TAREFAS
a: No texto sobre garantismo e ativismo, como os processualistas social-liberais enxergam o processo?
b: Escreva a continuação do texto sobre garantismo e ativismo, começando logo após a última frase apresentada.

***** TEXTO FORNECIDO

O garantismo defende o cidadão e suas garantias fundamentais, enquanto que o ativismo defende o Estado, no seu afã principal de exercer o papel criativo dos tribunais ao trazerem uma contribuição nova para o Direito, quando formam o precedente jurisprudencial: uma antecipação à formulação da própria lei.

Introdução

É sabido que as ideologias políticas atuam como lentes a alterarem a forma de como se vê o processo e, por esse motivo pode se afirmar que existe clara divisão entre os processualistas liberais, adeptos de laissez-faire, que enxergam o juiz como um vigilante noturno, que deve somente cuidar do fair play processual... E, de outro lado, os processualistas socialistas, que são adeptos a um sociosanitarismo, defendem que ao juiz compete resolver com justiça social os conflitos subjacentes, não somente a lide.

Há ainda os processualistas fascistas que acreditam num dirigismo a todo custo e entendem firmemente que o julgador deve ter papel cunhado na monocracia com características policialesca e inquisitorial.

Já os processualistas social-liberais são seguidores do chamado gerencialismo, divisam o processo como uma microempresa a ser administrada de forma estratégica, por meio do chamado manager judge.

Calorosos debates surgem quando essas correntes se digladiam, seja para criticar o garantismo (que se filia aos liberais) ou criticar o ativismo (que se filia aos socialistas, fascistas e também aos socioliberais).

Lembremos que as ideologias políticas influenciam grandemente como se enxerga a estrutura básica do Estado e principalmente sua ordenação normativo-constitucional. Evidentemente que tais ideologias políticas igualmente influenciam as metas, tarefas e finalidades a serem cumpridas pelo Estado, e a escolha dos meios técnicos necessários para essa consecução (policy).

**********
***** LINHAS SELECIONADAS

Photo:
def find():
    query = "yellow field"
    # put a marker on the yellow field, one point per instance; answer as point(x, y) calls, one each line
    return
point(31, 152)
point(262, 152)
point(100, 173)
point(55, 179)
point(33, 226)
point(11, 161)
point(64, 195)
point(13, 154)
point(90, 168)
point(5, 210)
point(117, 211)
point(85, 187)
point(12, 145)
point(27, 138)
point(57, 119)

**********

RESPOSTAS DAS TAREFAS
a: Eles o veem como uma microempresa a ser administrada de forma estratégica, por meio do chamado manager judge.

b:
Daí por que não é difícil concluir que poder indeclinável das ideologias transforma a visualização e funcionamento administrativo-funcional do Estado-juiz, bem como o modo de formular e fundamentar as decisões judiciais[1], a forma de seleção para ocupação de cargos judiciários e os de apoio. E, ainda, e principalmente quais tarefas competem ao Estado-juiz para o desempenho específico da função jurisdicional.

É engraçado perceber notadamente que tal influência ideológica pesa sobre o principal instrumento a serviço da justiça não-criminal, o processo civil, e também sobre a forma de interpretá-lo.

É notória a profunda imbricação entre o direito processual e as ideologias políticas, o que é parcamente estudado pela doutrina no Brasil, apesar de receber detida análise tanto no restante na América como na Europa. Particularmente por Juan Montero Aroca, na Espanha, por Adolfo Alvarado Celloso, na Argentina, Glauco Gumerato Ramos no Brasil e Girolamo Monteleone e Dranco Cipriani na Itália que constituem os ilustres garantistas, que se opõem ferozmente contra o ativismo sustentado por doutrinadores como José Carlos Barbosa Moreira, no Brasil e outros como Augusto Mário Moreelo, Roberto Berizonce e Jorge Peryani na Argentina.

As ideologias esquadrinham uma espécie de antropologia filosófica onde subjaz certa metafísica que reflete sobre os homens e sobre suas interrelações, seja com a natureza ou seja com Deus.

Logo esse pressuposto filosófico acabará esquematizando a forma como o jurista entenderá as vocações das partes e dos julgadores, tal como homens unidimensionais que o reducionismo ideológico deles faz, principalmente no tramitar do processo judicial.

Não é à toa que as partes são vistas pela concepção socialista de processo, de caráter cooperativo, ou como bens homens preconizados por Rousseau, que precisam ser tutelados pelo Estado-provedor.

Por outro viés, já na vertente liberal clássica, temos uma verve adversarial, onde as partes são consideradas como lobos belicosos conforme preconizou Thomas Hobbes "homo hominis lupus" e que têm que ser protegidos pelas impetuosidades de Leviathan e, que precisam ser salvo de si mesmos já que vivem sob o regime bellum omnium contra omnes.

É verdade que entre tantas as concepções existentes sobre o processo civil, as ideologias políticas se infiltram em inúmeras concepções e nas construções dogmático-processuais que são consideradas como técnicas.

Muitos dos debates dogmáticos se resumem a ser ingênuas confrontações de técnicas, mas no fundo, o real embate, é ideológico, muitas vezes desprezado pela intelligentsia processual pátria. Diferentemente que acontece nos chamados países hispanohablantes, nossos irmãos latino-americanos.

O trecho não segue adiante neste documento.